Фрагмент текста
○ ○ ○ ○ ○ ○ ○
Это так необычно, когда в матче забивается восемь голов. Даже если в разные ворота. Это настолько необычно, что вопросов задается тьма – как же так вышло. Означает ли это, например, что на самом деле игра была не особенно хороша? Ведь каждый гол, по известной теории, есть ошибка.
Здесь ответ – друзья, желаю вам до конца дней смотреть увлекательные безошибочные матчи!
Есть масса конспирологических теорий. О ставках на диковинные результаты, на результативность конкретного футболиста. Ну, а иначе как вот объяснить, спросит любитель поломать голову над подобным, с чего это вдруг в уже сыгранном по сути матче – и два гола почему-то Голенды?
Тут версия. Ответ здесь не нужен, потому что ответ тоже сам по себе подозрителен. В общем, предлагаю вспомнить, что буквально через два дня со всей приличествующей скорбью во всем мире будет отмечаться годовщина успения Пауля Оберхаузенского, урожденного осьминогом, величайшего за последние годы популяризатора игры в ножной мяч. В память об осьминоге и был сыгран матч о восьми голах. На этом обзор теорий прекращается, и начинается рассказ. Жаловаться буду. Жизни не стало.
Еду я работать Лигу чемпионов на прошлой неделе, ЦСКА – «Трабзонспор». Что ни открой – читаю про армейцев вариации на тему разлада в команде, разочарования игроков в тренере Слуцком, неумении этого мягкотелого «тренера» управлять таким крепкодушным и штучным коллективом. О безволии читаю, о трусоватости. Вы и сами это читаете. Обсуждаете потом тут и там.
Потом ЦСКА выигрывает 3:0. Разгромом это, конечно, выглядит вполне формально, игра, если смотреть на её собственное развитие, вполне могла бы и ничьей закончиться, повернись дело самую малость иначе. И в конце очень простая сцена, для такого счета даже обыденная, когда команда идет аплодировать болельщикам.
○ ○ ○ ○ ○ ○ ○
Данные упражнения
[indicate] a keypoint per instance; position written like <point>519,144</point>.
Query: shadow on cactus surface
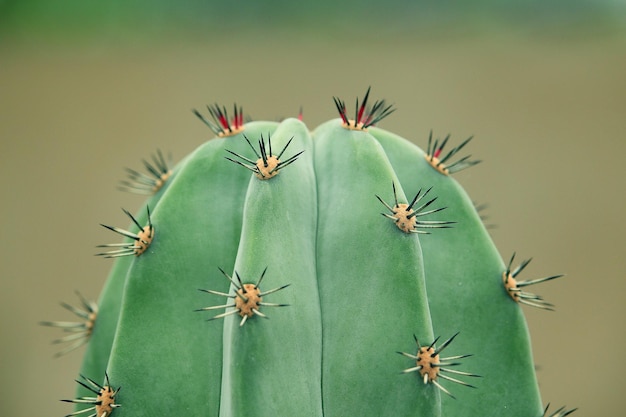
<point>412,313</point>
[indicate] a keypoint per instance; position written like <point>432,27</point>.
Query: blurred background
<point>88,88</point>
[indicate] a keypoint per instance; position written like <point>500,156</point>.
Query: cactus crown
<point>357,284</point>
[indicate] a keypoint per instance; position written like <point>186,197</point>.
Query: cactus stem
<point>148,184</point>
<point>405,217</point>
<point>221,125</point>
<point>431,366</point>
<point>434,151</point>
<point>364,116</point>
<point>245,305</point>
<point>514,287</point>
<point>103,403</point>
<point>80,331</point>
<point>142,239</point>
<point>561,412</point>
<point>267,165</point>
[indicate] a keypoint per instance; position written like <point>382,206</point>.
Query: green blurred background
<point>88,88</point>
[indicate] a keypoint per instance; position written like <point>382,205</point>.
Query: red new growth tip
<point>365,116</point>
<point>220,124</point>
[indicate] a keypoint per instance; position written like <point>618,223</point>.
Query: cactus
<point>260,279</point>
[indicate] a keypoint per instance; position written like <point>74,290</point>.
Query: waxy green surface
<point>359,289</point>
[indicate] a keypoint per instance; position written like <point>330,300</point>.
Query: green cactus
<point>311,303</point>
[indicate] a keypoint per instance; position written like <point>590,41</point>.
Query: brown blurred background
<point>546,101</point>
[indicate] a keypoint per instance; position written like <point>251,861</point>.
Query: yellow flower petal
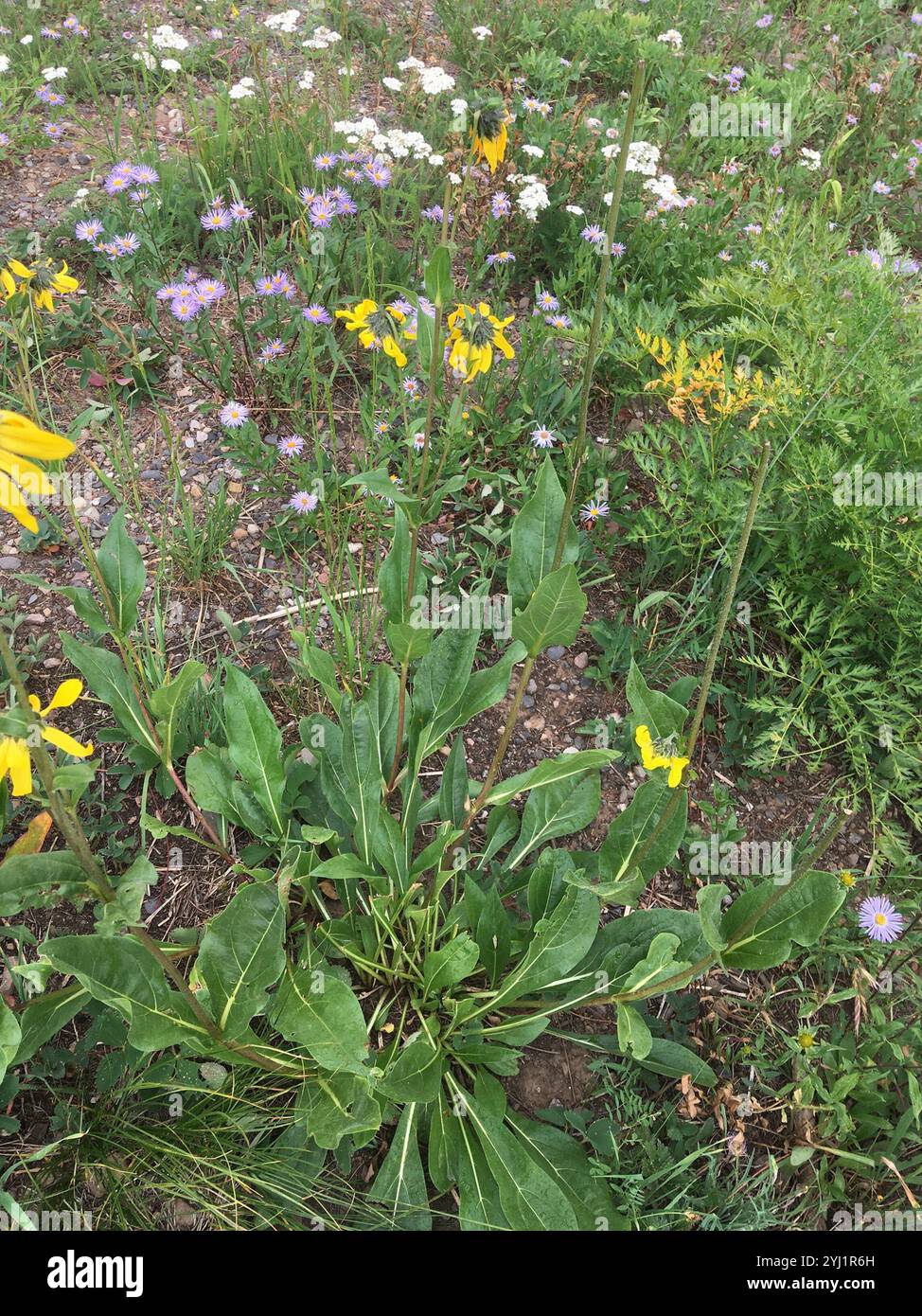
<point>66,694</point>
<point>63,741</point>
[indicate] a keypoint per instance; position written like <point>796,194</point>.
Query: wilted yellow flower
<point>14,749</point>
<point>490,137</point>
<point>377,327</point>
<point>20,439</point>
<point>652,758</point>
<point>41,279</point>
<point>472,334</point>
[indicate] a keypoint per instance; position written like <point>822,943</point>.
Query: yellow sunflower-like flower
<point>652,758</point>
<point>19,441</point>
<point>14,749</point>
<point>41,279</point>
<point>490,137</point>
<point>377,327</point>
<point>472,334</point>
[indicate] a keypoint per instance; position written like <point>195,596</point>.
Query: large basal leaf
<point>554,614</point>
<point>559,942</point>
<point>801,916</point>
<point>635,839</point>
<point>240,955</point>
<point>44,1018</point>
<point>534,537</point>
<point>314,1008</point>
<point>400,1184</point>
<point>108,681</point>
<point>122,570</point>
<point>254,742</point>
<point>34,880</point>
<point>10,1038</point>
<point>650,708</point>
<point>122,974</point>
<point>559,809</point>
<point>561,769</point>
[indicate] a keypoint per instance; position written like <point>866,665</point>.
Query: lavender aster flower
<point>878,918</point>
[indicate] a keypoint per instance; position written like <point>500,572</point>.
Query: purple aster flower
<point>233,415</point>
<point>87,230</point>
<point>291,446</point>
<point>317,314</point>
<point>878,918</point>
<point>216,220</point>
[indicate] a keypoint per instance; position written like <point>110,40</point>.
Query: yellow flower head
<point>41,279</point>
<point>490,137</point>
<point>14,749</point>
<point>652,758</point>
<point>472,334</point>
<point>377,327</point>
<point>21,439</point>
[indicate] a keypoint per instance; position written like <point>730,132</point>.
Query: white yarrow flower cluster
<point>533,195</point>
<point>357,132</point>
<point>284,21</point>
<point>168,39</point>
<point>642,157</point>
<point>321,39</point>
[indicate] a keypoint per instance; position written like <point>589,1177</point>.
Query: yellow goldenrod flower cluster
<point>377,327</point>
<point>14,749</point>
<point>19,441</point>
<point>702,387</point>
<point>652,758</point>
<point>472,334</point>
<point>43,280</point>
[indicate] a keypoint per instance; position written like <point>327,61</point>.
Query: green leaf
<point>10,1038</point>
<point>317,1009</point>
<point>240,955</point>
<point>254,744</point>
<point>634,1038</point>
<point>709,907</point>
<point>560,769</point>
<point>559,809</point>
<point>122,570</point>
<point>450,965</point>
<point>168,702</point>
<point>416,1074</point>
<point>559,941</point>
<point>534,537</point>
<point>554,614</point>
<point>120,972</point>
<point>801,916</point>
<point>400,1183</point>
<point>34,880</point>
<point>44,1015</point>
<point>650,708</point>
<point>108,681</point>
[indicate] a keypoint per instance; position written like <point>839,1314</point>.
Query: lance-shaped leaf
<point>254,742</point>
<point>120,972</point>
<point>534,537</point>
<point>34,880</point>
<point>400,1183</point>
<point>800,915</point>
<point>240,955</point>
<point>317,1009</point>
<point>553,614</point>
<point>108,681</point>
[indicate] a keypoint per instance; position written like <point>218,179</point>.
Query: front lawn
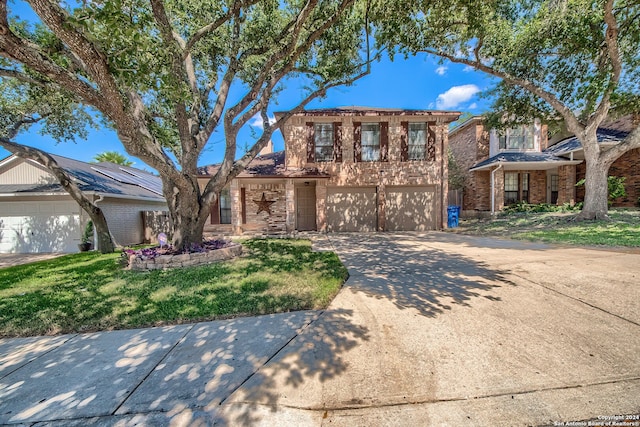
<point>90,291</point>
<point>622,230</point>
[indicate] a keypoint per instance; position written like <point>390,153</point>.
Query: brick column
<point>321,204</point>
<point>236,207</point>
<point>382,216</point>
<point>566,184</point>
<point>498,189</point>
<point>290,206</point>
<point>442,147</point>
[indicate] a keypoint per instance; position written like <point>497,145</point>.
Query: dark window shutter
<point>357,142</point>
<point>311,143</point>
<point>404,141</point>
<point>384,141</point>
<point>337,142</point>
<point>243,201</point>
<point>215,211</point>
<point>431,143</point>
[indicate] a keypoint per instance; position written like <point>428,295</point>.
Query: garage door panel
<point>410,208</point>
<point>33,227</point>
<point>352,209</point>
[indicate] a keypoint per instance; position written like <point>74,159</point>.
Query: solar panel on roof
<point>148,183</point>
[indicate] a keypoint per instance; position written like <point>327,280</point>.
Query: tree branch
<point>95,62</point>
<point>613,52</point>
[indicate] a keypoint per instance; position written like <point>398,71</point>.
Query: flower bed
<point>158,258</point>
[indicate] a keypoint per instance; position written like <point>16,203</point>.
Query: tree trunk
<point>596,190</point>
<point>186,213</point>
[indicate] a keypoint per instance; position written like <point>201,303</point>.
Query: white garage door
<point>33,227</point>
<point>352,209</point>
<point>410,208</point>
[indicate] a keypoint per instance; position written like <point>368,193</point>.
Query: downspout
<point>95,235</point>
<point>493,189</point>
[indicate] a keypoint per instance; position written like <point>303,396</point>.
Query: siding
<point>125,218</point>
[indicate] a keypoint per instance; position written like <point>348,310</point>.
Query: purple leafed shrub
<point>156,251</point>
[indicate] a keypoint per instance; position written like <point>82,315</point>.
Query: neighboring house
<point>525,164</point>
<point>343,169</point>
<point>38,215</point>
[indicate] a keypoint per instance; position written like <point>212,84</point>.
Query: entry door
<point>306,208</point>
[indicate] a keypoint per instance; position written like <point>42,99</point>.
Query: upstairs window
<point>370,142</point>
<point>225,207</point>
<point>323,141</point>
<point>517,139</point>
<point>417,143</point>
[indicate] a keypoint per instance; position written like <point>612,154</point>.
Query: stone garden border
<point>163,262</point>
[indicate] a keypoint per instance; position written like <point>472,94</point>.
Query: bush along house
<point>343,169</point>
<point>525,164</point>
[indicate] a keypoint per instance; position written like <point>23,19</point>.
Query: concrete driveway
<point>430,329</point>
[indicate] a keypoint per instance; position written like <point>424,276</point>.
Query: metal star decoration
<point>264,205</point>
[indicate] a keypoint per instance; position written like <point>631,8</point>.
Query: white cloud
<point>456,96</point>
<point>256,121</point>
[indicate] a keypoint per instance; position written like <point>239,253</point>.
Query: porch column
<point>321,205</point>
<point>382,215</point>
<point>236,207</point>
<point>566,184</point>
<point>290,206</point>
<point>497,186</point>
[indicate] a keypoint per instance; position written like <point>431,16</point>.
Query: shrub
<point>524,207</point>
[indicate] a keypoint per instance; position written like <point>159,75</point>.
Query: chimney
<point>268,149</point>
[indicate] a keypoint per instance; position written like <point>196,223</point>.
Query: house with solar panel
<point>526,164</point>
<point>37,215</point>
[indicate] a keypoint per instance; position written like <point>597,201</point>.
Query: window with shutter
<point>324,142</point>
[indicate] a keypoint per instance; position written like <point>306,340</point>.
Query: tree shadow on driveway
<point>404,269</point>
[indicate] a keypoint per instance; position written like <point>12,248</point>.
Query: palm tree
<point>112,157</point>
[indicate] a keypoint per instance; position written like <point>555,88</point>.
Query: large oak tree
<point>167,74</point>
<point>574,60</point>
○ ○ ○ ○ ○ ○ ○
Задание 1
С каким счетом, согласно футбольной колонке, ЦСКА выиграл у «Трабзонспора»?
Задание 2
Продолжите футбольную колонку, начав сразу после ее последнего предложения.
Записи здесь никакой роли не играют.

Ответ 1
ЦСКА выиграл со счетом 3:0.

Ответ 2
Обыденная, но с деталью: тренер Слуцкий управляет этим процессом. Разворачивает чуть ли не руками Вагнера в нужную сторону, тоном вполне беспрекословным скликает к трибуне тех, кто уже тянется к раздевалке, больше озабоченный скорейшим и теплейшим душем после трудной игры.
Это видят все, и совершенно очевидно, что тренер-слабак, который на практике не управляет коллективом, себя так никогда не поведет – настойчиво и жестко. Он, скорее всего, остережется а) настойчиво скликать своих и б) лично подходить к трибуне – мало ли, что ему оттуда крикнут?
Но команда его слушает, Вагнер без особенного выражения на плюшевом лице идет в нужном направлении, и все вместе они приветствуют трибуну, а трибуна – их.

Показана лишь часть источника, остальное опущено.